TASK GOAL:
Count the lines below that contain the string "lamp", treating uppercase and lowercase as different, and give only the number.

EXERCISE MATERIALS:
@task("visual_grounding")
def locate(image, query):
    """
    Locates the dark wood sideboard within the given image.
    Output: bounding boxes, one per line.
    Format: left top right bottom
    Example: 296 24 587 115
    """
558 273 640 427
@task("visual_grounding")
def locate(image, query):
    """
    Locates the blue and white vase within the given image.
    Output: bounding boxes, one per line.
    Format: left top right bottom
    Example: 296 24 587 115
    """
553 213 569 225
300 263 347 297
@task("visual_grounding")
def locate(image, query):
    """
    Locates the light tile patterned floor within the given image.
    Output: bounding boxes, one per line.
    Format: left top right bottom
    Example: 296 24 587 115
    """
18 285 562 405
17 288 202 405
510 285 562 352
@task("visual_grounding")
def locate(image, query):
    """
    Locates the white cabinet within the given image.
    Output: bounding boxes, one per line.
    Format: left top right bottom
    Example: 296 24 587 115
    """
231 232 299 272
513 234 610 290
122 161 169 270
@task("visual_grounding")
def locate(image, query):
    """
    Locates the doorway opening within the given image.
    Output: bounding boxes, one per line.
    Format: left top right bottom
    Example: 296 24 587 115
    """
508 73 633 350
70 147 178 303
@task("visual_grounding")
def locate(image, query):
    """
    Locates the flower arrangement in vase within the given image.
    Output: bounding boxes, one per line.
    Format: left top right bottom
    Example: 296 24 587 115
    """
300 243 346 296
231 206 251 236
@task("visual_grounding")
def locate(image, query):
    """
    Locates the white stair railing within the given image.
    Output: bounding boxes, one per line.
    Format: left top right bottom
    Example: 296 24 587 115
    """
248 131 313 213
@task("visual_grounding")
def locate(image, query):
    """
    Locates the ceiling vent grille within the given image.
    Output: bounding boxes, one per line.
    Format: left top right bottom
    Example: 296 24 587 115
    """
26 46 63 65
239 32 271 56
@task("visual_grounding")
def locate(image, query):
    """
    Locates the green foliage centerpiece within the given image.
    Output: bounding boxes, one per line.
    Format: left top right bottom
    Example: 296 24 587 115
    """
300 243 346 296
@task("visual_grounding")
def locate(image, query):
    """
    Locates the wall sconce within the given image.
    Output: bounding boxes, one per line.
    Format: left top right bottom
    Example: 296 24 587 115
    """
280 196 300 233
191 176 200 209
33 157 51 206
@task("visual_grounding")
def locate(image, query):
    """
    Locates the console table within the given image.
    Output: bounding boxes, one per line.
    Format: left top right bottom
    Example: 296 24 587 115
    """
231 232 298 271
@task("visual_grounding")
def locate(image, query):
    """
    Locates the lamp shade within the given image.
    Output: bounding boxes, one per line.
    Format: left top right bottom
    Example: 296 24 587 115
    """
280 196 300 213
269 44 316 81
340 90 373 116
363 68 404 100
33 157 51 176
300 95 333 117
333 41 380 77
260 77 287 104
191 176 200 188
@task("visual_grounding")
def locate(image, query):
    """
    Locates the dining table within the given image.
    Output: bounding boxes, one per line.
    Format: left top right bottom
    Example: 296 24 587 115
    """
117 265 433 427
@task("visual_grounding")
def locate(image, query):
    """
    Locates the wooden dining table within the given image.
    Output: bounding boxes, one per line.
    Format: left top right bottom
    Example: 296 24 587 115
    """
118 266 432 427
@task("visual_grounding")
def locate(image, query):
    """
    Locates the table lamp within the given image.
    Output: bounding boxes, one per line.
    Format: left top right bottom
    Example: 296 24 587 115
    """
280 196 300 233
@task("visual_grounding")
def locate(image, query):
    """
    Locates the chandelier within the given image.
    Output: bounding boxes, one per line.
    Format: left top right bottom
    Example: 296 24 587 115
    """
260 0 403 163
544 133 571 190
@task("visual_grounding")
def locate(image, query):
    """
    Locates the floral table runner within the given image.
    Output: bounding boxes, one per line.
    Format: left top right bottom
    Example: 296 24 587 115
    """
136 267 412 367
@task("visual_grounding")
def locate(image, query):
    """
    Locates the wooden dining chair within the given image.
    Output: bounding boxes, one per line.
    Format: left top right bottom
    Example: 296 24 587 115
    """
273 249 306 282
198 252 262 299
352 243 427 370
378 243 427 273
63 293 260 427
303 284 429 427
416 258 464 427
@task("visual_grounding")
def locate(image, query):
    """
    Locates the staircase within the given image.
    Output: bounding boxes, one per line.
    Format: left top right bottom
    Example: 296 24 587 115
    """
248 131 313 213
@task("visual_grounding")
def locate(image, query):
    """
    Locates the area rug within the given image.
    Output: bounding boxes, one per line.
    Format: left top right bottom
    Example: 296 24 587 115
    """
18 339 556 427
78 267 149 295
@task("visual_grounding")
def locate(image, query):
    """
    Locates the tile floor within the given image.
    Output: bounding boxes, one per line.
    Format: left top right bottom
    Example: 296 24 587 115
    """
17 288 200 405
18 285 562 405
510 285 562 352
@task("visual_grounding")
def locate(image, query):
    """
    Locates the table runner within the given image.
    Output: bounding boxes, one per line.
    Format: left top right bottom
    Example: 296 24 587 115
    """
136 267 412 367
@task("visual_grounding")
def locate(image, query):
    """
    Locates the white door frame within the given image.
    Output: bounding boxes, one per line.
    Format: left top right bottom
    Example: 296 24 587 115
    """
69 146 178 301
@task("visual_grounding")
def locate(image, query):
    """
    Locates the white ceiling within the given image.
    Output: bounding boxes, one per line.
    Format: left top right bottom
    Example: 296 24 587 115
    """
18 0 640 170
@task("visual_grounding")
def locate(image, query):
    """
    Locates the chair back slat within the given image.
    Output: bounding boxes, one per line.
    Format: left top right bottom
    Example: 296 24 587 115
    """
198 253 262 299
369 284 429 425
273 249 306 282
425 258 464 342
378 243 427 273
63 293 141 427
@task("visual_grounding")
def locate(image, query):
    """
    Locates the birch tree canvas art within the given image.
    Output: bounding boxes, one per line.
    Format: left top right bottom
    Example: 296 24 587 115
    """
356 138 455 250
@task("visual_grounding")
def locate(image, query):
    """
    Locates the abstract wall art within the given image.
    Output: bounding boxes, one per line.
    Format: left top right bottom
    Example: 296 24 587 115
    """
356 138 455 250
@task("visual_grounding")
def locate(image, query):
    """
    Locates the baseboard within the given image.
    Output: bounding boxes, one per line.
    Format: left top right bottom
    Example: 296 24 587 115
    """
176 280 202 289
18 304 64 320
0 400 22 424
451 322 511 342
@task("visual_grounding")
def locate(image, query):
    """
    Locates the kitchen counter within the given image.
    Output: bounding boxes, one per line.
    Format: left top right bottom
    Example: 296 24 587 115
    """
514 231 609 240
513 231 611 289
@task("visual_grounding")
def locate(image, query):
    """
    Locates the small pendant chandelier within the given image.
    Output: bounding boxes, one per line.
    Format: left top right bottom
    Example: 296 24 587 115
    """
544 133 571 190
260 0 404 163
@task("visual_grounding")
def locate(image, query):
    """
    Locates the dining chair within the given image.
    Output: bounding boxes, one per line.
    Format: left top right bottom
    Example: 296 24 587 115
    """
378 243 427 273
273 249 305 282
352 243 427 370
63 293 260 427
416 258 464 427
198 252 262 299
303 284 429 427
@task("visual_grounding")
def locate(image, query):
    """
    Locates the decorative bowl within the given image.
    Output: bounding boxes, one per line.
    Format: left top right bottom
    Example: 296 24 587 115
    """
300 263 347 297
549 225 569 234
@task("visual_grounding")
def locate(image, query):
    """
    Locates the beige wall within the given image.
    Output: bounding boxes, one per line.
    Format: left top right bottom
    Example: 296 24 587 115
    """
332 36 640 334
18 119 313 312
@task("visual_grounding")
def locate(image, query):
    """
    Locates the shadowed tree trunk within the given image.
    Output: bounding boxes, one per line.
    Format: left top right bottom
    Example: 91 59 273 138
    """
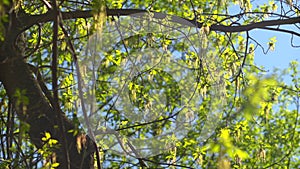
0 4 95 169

EXERCISE ANSWER:
2